§ AIM
Format the data below as a Markdown table with the columns "Row" and "Line". Number the rows in order and skip blank lines.

§ INFORMATION SUPPLIED
>> Start

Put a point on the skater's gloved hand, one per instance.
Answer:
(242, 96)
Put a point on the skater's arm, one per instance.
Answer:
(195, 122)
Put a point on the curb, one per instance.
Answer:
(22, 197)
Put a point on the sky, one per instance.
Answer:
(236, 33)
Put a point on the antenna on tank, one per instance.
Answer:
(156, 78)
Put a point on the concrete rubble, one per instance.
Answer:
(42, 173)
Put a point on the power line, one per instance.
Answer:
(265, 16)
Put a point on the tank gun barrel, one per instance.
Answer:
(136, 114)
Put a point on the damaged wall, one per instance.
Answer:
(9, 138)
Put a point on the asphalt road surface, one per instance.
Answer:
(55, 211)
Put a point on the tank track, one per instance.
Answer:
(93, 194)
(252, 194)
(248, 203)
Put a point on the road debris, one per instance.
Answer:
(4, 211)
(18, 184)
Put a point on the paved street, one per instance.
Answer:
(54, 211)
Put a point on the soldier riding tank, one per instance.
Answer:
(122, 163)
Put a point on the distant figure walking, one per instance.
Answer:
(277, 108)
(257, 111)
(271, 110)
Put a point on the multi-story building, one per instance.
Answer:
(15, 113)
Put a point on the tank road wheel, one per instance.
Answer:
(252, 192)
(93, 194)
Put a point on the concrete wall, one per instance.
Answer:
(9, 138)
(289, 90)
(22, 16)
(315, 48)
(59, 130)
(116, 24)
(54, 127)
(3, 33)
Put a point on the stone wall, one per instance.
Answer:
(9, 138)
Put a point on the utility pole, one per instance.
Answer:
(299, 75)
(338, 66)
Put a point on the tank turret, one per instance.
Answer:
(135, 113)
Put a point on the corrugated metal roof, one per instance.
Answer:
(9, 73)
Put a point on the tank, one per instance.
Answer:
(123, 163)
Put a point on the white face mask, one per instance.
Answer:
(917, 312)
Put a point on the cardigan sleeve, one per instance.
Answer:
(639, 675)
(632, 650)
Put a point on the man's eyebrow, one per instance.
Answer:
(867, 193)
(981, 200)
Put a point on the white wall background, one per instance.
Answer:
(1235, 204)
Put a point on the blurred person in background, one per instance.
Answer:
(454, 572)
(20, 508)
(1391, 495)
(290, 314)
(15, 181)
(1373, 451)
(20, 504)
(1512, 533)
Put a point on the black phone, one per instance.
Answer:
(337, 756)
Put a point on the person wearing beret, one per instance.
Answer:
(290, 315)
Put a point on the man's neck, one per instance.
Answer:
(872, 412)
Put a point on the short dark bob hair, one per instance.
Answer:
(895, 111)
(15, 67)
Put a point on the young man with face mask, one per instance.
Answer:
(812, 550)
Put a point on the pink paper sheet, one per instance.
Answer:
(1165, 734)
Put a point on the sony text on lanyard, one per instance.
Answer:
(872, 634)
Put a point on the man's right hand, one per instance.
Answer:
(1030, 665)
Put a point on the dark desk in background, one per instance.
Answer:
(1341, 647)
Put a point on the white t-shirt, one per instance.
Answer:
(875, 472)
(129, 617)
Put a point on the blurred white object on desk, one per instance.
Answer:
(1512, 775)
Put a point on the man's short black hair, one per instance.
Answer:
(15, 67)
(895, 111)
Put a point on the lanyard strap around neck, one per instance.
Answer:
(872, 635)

>> End

§ FULL RESPONSE
| Row | Line |
|---|---|
| 1 | Put a point on the skater's gloved hand, one per instance. |
| 2 | Answer: |
| 3 | (242, 96) |
| 4 | Put a point on the skater's arm, one per instance. |
| 5 | Answer: |
| 6 | (195, 122) |
| 7 | Put a point on the curb, one per instance. |
| 8 | Answer: |
| 9 | (22, 197) |
| 10 | Put a point on the sky, one per instance. |
| 11 | Answer: |
| 12 | (236, 33) |
| 13 | Put a point on the antenna on tank, one per instance. |
| 14 | Answer: |
| 15 | (156, 78) |
| 16 | Put a point on the concrete rubble, one per instance. |
| 17 | Answer: |
| 18 | (42, 173) |
| 19 | Put a point on the power line, one per instance. |
| 20 | Answer: |
| 21 | (265, 16) |
| 22 | Put a point on the tank gun barrel, one per instance. |
| 23 | Answer: |
| 24 | (136, 114) |
| 25 | Put a point on the damaged wall, one per instance. |
| 26 | Answer: |
| 27 | (9, 138) |
| 28 | Put a point on the asphalt road surface, one per instance. |
| 29 | Answer: |
| 30 | (55, 211) |
| 31 | Put a point on the tank track, one per instance. |
| 32 | Answer: |
| 33 | (93, 194) |
| 34 | (252, 194) |
| 35 | (248, 203) |
| 36 | Put a point on the road debris, one per instance. |
| 37 | Answer: |
| 38 | (4, 211) |
| 39 | (18, 184) |
| 40 | Put a point on the paved street, one per instance. |
| 41 | Answer: |
| 42 | (54, 211) |
| 43 | Put a point on the soldier riding tank, one per instance. |
| 44 | Answer: |
| 45 | (122, 163) |
| 46 | Put a point on the distant figure walking, one per instance. |
| 47 | Answer: |
| 48 | (277, 108) |
| 49 | (257, 111) |
| 50 | (271, 110) |
| 51 | Put a point on the multi-story building, one per instance. |
| 52 | Answer: |
| 53 | (15, 113) |
| 54 | Put a point on the tank road wheel, one per instance. |
| 55 | Answer: |
| 56 | (252, 192) |
| 57 | (93, 194) |
| 58 | Put a point on the concrete wall, one per instance. |
| 59 | Answer: |
| 60 | (9, 138) |
| 61 | (289, 90) |
| 62 | (22, 16) |
| 63 | (315, 48) |
| 64 | (59, 130) |
| 65 | (116, 24) |
| 66 | (54, 127) |
| 67 | (3, 33) |
| 68 | Put a point on the stone wall, one per instance. |
| 69 | Answer: |
| 70 | (9, 138) |
| 71 | Put a point on the utility pole, one per instance. |
| 72 | Answer: |
| 73 | (299, 75) |
| 74 | (338, 66) |
| 75 | Put a point on the tank turret, one per instance. |
| 76 | Answer: |
| 77 | (135, 113) |
| 78 | Put a point on the corrugated metal roof, one per instance. |
| 79 | Answer: |
| 80 | (9, 73) |
| 81 | Put a point on the tank, one per instance. |
| 82 | Answer: |
| 83 | (123, 163) |
| 84 | Put a point on the white face mask, one per instance. |
| 85 | Answer: |
| 86 | (917, 312) |
| 87 | Put a point on the cardigan sleeve, one per instance. |
| 88 | Answer: |
| 89 | (639, 675) |
| 90 | (632, 650) |
| 91 | Put a point on the man's eyebrow, one per instance. |
| 92 | Answer: |
| 93 | (867, 193) |
| 94 | (981, 200) |
| 95 | Put a point on the white wall background, one per instance. |
| 96 | Answer: |
| 97 | (1235, 204) |
| 98 | Put a point on the blurred person in background, one per instance. |
| 99 | Answer: |
| 100 | (454, 572) |
| 101 | (20, 508) |
| 102 | (1391, 495) |
| 103 | (290, 314) |
| 104 | (15, 181) |
| 105 | (1373, 451) |
| 106 | (20, 504) |
| 107 | (1512, 533) |
| 108 | Put a point on the black phone, one per instance. |
| 109 | Answer: |
| 110 | (337, 756) |
| 111 | Put a point on the person wearing beret, one per instance. |
| 112 | Answer: |
| 113 | (290, 315) |
| 114 | Put a point on the man's neck, one per instance. |
| 115 | Answer: |
| 116 | (872, 412) |
| 117 | Put a point on the short dark bob hair, one per instance. |
| 118 | Answer: |
| 119 | (895, 111) |
| 120 | (15, 67) |
| 121 | Put a point on the young man with face mask, one per instance. |
| 122 | Answer: |
| 123 | (812, 550) |
| 124 | Put a point on the pink paper sheet, one per instance. |
| 125 | Answer: |
| 126 | (1165, 734) |
| 127 | Put a point on the sony text on lanyard, one per instance. |
| 128 | Answer: |
| 129 | (872, 634) |
| 130 | Put a point on the man's right hand, one per instance. |
| 131 | Answer: |
| 132 | (1030, 665) |
| 133 | Put a point on the dark desk in background, one per instance. |
| 134 | Answer: |
| 135 | (1341, 647) |
| 136 | Put a point on the white t-shirt, one per instance. |
| 137 | Answer: |
| 138 | (875, 472) |
| 139 | (129, 617) |
| 140 | Put a point on the blurred white object on desk, one per instance. |
| 141 | Answer: |
| 142 | (1512, 775) |
| 143 | Put a point on the man's short black hair, one per instance. |
| 144 | Answer: |
| 145 | (15, 67) |
| 146 | (895, 111) |
| 147 | Put a point on the lanyard strap around neck, one per instance. |
| 148 | Answer: |
| 149 | (872, 635) |